# Dokument
Der Kampf um den Urwald: Bialowieza

Seit in Polen das „Baummassaker-Gesetz“ in Kraft ist, schwindet die Anzahl der Bäume in ganz Polen. Dabei wird auch das UNESCO Weltnaturerbe Bialowieza, der letzte nahezu unberührte Urwald Europas mit beeindruckender Artenvielfalt nicht verschont. 77 % aller polnischen Wälder werden vom Staatsforstbetrieb Lasy Panstwowe bewirtschaftet, so auch ein Großteil des Bialowieza-Waldes. Da die führenden Positionen des Betriebs grundsätzlich von der Regierungspartei besetzt werden, ist es wenig verwunderlich, dass diese Positionen seit der Wahl der rechten PiS-Regierung (Partei für Recht und Gerechtigkeit) nun von nationalkonservativen Vertreter*innen mit wenig Interesse am Umweltschutz besetzt werden. Die derzeitigen Fällungen in Bialowieza werden von der Regierungsseite als notwendige Reaktion auf einen starken Borkenkäferbefall begründet. Das wird jedoch sowohl von Wissenschaftler*innen als auch Umweltschützer*innen vehement kritisiert, da ein weitgehend intakter natürlicher Wald wie Bialowieza durch den Borkenkäferbefall auf begrenzter Fläche die Möglichkeit zur Erneuerung von Biotopstrukturen hat. Beispielsweise ist das entstehende Totholz für den Wald kein Abfall sondern Nahrung und Lebensraum für viele Tiere, wie die acht mitteleuropäischen Spechtarten. Hier geht es offensichtlich um wirtschaftliche Ziele, aber auch um eine ausgeprägte Anti-Naturschutz-Ideologie: So erklärten Unterstützer der Regierungslinie die Ökologie zum „grünen Faschismus“ und unterstellen „Einflüsterungen des Satans“.

Die UNESCO, die Teile des Urwalds schon 1979 zum Weltnaturerbe erklärte, fordert, dass der Holzentnahme sofort ein Ende gesetzt werden muss. Ansonsten könnte der Urwald auf die Unesco-Liste des gefährdeten Welterbes gesetzt werden. Dies ist die drastischste Mahnung, die die Organisation der Vereinten Nationen zu diesem Zeitpunkt aussprechen kann. Doch die polnische Regierung zeigt keinerlei Einsicht.

# Bereitgestellte Liste
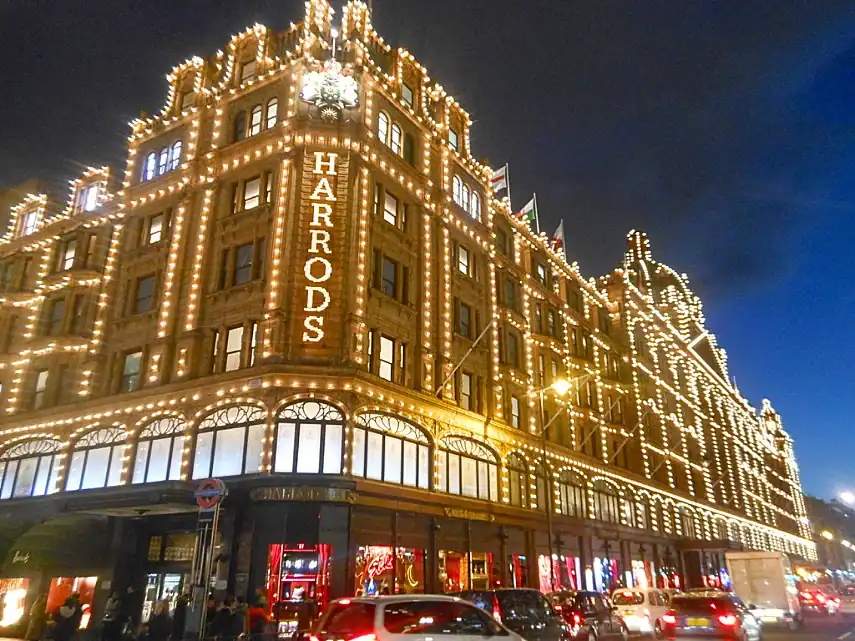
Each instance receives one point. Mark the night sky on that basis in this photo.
(726, 130)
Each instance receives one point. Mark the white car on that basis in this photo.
(411, 617)
(641, 609)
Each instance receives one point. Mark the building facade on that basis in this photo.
(301, 283)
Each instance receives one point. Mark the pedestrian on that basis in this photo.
(38, 619)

# Aufgabe
Setzen Sie den Text über den Urwald Bialowieza im Anschluss an seinen letzten Satz fort. Die Liste stammt aus einer anderen Quelle als der Text über den Urwald Bialowieza.

# Lösung
Auch auf EU-Ebene passiert nun einiges: Bialowieza gehört seit 2008 zum Natura2000-Gebiet, einem Netz von Flächen zum Schutz gefährdeter Arten. Aufgrund der Fällungen hat die Europäische Kommission nun vor dem Europäischen Gerichtshof geklagt. Der Holzschlag verstößt nicht nur gegen das EU-Recht, sondern wird richtigerweise als schwerer, irreversibler Schaden angesehen, sodass auch eine einstweilige Verfügung beantragt wurde. Diese soll die Waldzerstörung stoppen, bis ein endgültiges Urteil gefällt wird. Schon im April hatte die Europäische Kommission, auf den Hilferuf von Umweltschutzorganisationen hin, die polnische Regierung dazu aufgefordert, Maßnahmen zur Umsetzung der EU-Vorschriften zum Vogelschutz und zum Schutz natürlicher Lebensräume umzusetzen. Da die polnische Regierung hierauf nicht reagiert, geht der Fall nun mit der Klage vor dem EU-Gerichtshof weiter.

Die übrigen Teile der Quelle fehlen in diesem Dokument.